[Text-to-region grounding data]

==================================================

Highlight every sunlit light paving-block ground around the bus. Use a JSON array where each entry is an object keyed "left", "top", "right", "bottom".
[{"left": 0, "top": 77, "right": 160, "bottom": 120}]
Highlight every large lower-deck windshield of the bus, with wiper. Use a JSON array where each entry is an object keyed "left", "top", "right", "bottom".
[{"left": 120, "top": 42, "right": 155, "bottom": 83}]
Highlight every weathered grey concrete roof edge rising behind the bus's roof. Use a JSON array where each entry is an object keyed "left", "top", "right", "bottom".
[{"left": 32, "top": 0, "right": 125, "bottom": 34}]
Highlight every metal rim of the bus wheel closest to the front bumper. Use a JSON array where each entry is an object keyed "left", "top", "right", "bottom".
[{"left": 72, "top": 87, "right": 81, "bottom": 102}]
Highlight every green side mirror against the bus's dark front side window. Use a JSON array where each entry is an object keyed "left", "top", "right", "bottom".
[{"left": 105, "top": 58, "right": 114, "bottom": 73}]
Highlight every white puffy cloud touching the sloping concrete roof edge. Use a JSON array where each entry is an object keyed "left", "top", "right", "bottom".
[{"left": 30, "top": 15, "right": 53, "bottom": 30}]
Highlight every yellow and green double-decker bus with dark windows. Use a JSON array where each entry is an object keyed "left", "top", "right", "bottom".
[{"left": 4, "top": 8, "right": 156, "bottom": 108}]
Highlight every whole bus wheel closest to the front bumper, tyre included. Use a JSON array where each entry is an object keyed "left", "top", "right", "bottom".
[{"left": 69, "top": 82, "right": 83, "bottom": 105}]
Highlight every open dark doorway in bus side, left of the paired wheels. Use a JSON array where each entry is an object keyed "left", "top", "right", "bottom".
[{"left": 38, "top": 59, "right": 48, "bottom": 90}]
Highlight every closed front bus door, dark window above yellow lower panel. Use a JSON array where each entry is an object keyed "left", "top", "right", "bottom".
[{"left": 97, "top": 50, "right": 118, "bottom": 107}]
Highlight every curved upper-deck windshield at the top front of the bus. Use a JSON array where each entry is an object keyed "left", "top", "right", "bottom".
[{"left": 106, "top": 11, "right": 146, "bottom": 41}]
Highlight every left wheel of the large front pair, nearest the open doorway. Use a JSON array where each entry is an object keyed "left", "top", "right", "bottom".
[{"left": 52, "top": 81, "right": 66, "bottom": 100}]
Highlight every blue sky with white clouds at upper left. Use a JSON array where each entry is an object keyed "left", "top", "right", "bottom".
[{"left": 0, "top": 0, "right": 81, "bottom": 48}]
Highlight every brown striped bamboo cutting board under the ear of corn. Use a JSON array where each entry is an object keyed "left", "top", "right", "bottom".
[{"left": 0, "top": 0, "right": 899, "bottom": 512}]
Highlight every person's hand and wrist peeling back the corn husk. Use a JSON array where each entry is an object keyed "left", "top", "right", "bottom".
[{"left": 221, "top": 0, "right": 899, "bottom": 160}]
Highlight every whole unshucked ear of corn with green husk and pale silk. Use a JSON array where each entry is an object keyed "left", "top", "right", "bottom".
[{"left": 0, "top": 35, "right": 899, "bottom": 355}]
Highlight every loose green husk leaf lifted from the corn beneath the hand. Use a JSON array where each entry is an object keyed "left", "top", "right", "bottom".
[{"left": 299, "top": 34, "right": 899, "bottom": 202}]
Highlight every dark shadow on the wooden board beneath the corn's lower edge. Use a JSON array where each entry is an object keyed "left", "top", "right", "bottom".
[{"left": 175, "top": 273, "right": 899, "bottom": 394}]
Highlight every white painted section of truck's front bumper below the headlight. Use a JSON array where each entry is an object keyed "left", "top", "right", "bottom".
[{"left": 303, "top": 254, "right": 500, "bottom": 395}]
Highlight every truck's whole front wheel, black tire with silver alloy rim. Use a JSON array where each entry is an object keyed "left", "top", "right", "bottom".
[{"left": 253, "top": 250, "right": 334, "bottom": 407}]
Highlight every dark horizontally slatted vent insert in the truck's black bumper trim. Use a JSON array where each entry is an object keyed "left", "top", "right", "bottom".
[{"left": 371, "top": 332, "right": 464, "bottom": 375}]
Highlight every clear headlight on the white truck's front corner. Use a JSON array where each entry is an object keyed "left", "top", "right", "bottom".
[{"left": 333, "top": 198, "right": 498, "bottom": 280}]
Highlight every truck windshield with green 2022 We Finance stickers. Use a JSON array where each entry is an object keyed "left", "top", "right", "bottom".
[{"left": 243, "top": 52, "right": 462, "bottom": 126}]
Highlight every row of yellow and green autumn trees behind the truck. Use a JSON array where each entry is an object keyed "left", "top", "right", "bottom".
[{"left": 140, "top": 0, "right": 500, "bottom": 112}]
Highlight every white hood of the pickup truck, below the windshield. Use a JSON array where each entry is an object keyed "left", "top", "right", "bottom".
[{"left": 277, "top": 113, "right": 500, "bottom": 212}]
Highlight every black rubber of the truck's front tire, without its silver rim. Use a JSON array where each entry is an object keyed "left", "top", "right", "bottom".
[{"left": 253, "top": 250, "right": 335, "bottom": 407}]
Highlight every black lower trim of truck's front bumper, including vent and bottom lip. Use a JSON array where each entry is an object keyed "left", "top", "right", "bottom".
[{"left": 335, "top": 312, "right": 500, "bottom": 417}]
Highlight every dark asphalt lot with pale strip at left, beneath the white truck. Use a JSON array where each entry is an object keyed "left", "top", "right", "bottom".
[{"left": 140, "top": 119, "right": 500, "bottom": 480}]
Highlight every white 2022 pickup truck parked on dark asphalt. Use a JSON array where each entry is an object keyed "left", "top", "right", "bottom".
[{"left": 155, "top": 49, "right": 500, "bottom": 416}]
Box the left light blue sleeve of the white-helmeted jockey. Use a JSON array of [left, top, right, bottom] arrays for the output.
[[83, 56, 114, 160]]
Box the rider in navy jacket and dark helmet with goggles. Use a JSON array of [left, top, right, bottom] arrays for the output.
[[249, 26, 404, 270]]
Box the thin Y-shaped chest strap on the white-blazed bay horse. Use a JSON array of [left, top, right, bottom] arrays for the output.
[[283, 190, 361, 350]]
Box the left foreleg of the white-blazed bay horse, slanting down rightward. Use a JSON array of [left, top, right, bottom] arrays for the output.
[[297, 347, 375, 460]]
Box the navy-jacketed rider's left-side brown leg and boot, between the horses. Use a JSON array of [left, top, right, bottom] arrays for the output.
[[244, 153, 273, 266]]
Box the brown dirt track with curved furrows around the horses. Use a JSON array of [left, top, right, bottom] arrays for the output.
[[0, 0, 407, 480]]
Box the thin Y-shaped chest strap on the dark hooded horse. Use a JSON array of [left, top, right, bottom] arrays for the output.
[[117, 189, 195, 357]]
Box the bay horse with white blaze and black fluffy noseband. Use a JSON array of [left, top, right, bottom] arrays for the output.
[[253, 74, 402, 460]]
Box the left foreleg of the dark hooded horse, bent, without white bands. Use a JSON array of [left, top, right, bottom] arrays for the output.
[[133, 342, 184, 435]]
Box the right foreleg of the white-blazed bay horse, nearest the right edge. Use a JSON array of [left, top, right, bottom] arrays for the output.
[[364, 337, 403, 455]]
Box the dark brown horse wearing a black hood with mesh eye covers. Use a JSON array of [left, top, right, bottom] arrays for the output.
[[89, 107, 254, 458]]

==================================================

Return all of the entries exactly as they were supplied.

**OUTPUT FOR THIS TASK**
Highlight every sunlit light paving-block ground around the bus. Use a JSON array where each entry is an object keyed "left", "top", "right", "bottom".
[{"left": 0, "top": 77, "right": 160, "bottom": 120}]
Highlight every large lower-deck windshield of the bus, with wiper. Use a JSON array where each entry is an object keyed "left", "top", "right", "bottom".
[{"left": 120, "top": 42, "right": 155, "bottom": 83}]
Highlight every weathered grey concrete roof edge rising behind the bus's roof. Use a JSON array where each entry is an object keyed "left", "top", "right", "bottom".
[{"left": 32, "top": 0, "right": 125, "bottom": 34}]
Highlight every metal rim of the bus wheel closest to the front bumper. Use a JSON array where each entry is an object keyed "left", "top", "right", "bottom".
[{"left": 72, "top": 87, "right": 81, "bottom": 102}]
Highlight every green side mirror against the bus's dark front side window. Use a JSON array where each entry is an object keyed "left", "top", "right", "bottom".
[{"left": 105, "top": 58, "right": 114, "bottom": 73}]
Highlight every white puffy cloud touching the sloping concrete roof edge. Use a JSON array where each entry is an object keyed "left", "top", "right", "bottom".
[{"left": 30, "top": 15, "right": 53, "bottom": 30}]
Highlight every yellow and green double-decker bus with dark windows. Use a JSON array where each entry is an object keyed "left", "top", "right", "bottom".
[{"left": 4, "top": 8, "right": 156, "bottom": 108}]
Highlight every whole bus wheel closest to the front bumper, tyre included. Use a JSON array where each entry is an object keyed "left", "top", "right", "bottom".
[{"left": 69, "top": 82, "right": 83, "bottom": 105}]
Highlight every open dark doorway in bus side, left of the paired wheels. Use a JSON array where each entry is an object keyed "left", "top", "right", "bottom".
[{"left": 38, "top": 59, "right": 48, "bottom": 90}]
Highlight every closed front bus door, dark window above yellow lower panel. Use a JSON array where each entry is an object keyed "left", "top", "right", "bottom".
[{"left": 97, "top": 50, "right": 118, "bottom": 107}]
Highlight every curved upper-deck windshield at the top front of the bus. Use a JSON array where each entry is an object keyed "left", "top", "right", "bottom".
[{"left": 106, "top": 11, "right": 146, "bottom": 41}]
Highlight every left wheel of the large front pair, nearest the open doorway. Use a JSON array where each entry is an object keyed "left", "top", "right", "bottom".
[{"left": 52, "top": 81, "right": 66, "bottom": 100}]
Highlight every blue sky with white clouds at upper left. Use a JSON array where each entry is an object keyed "left", "top", "right", "bottom".
[{"left": 0, "top": 0, "right": 81, "bottom": 48}]
Highlight every brown striped bamboo cutting board under the ear of corn. Use a JSON array where each entry is an object keyed "left", "top", "right", "bottom".
[{"left": 0, "top": 0, "right": 899, "bottom": 512}]
Highlight every person's hand and wrist peeling back the corn husk. Use a JSON array where each entry is an object keyed "left", "top", "right", "bottom".
[{"left": 221, "top": 0, "right": 899, "bottom": 160}]
Highlight every whole unshucked ear of corn with green husk and pale silk. Use a JSON array where each entry is an object keyed "left", "top", "right", "bottom".
[{"left": 0, "top": 35, "right": 899, "bottom": 355}]
Highlight every loose green husk leaf lifted from the corn beneath the hand. Use a JSON array where each entry is an object keyed "left", "top", "right", "bottom".
[{"left": 299, "top": 34, "right": 899, "bottom": 202}]
Highlight every dark shadow on the wooden board beneath the corn's lower edge. Use a JSON array where each entry is an object keyed "left", "top", "right", "bottom".
[{"left": 175, "top": 273, "right": 899, "bottom": 394}]
Highlight every white painted section of truck's front bumper below the headlight. Use a JSON array where each entry is an object keyed "left", "top", "right", "bottom".
[{"left": 303, "top": 254, "right": 500, "bottom": 395}]
Highlight every truck's whole front wheel, black tire with silver alloy rim. Use a JSON array where each entry is an object keyed "left", "top", "right", "bottom".
[{"left": 253, "top": 250, "right": 334, "bottom": 407}]
Highlight every dark horizontally slatted vent insert in the truck's black bumper trim. Use a JSON array where each entry is an object keyed "left", "top", "right", "bottom".
[{"left": 371, "top": 332, "right": 464, "bottom": 375}]
Highlight every clear headlight on the white truck's front corner. Use a JSON array where each entry is an object keyed "left", "top", "right", "bottom".
[{"left": 333, "top": 198, "right": 498, "bottom": 280}]
Highlight every truck windshield with green 2022 We Finance stickers. Use a JSON array where each entry is an object keyed "left", "top", "right", "bottom".
[{"left": 243, "top": 52, "right": 462, "bottom": 126}]
Highlight every row of yellow and green autumn trees behind the truck. Use a JSON array where each entry is an object keyed "left", "top", "right", "bottom".
[{"left": 140, "top": 0, "right": 500, "bottom": 112}]
Highlight every white hood of the pickup truck, below the windshield. Use a JSON array where each entry is an object keyed "left", "top", "right", "bottom".
[{"left": 277, "top": 113, "right": 500, "bottom": 212}]
Highlight every black rubber of the truck's front tire, without its silver rim. Use a JSON array where each entry is an object keyed "left", "top", "right", "bottom".
[{"left": 253, "top": 250, "right": 335, "bottom": 407}]
Highlight every black lower trim of truck's front bumper, including vent and bottom lip. Use a JSON array where each entry is an object keyed "left", "top", "right", "bottom".
[{"left": 335, "top": 312, "right": 500, "bottom": 417}]
Highlight every dark asphalt lot with pale strip at left, beneath the white truck. Use a JSON array where each entry is an object keyed "left", "top", "right", "bottom".
[{"left": 140, "top": 119, "right": 500, "bottom": 480}]
Highlight every white 2022 pickup truck parked on dark asphalt. Use a JSON array where each entry is an object keyed "left", "top", "right", "bottom".
[{"left": 155, "top": 49, "right": 500, "bottom": 416}]
Box the left light blue sleeve of the white-helmeted jockey. Use a JSON array of [left, top, right, bottom] arrays for the output.
[[83, 56, 114, 160]]
Box the rider in navy jacket and dark helmet with goggles. Use a JSON array of [left, top, right, bottom] arrays for the output.
[[249, 26, 404, 270]]
Box the thin Y-shaped chest strap on the white-blazed bay horse. Use a JSON array of [left, top, right, bottom] arrays for the output.
[[283, 190, 361, 350]]
Box the left foreleg of the white-blazed bay horse, slanting down rightward. Use a JSON array of [left, top, right, bottom] arrays for the output.
[[297, 347, 375, 460]]
Box the navy-jacketed rider's left-side brown leg and boot, between the horses. Use a JSON array of [left, top, right, bottom] arrays for the output.
[[244, 153, 273, 266]]
Box the brown dirt track with curved furrows around the horses. Use a JSON array of [left, top, right, bottom] arrays for the output.
[[0, 0, 407, 480]]
Box the thin Y-shaped chest strap on the dark hooded horse. Use a JSON array of [left, top, right, bottom] arrays for the output.
[[117, 189, 195, 357]]
Box the bay horse with white blaze and black fluffy noseband. Use a JSON array of [left, top, right, bottom] arrays for the output.
[[253, 74, 402, 460]]
Box the left foreleg of the dark hooded horse, bent, without white bands. Use a JSON array of [left, top, right, bottom] arrays for the output.
[[133, 342, 184, 435]]
Box the right foreleg of the white-blazed bay horse, nearest the right edge. Use a JSON array of [left, top, right, bottom] arrays for the output.
[[364, 337, 403, 455]]
Box the dark brown horse wearing a black hood with mesh eye covers. Use a JSON array of [left, top, right, bottom] arrays for the output.
[[89, 107, 254, 458]]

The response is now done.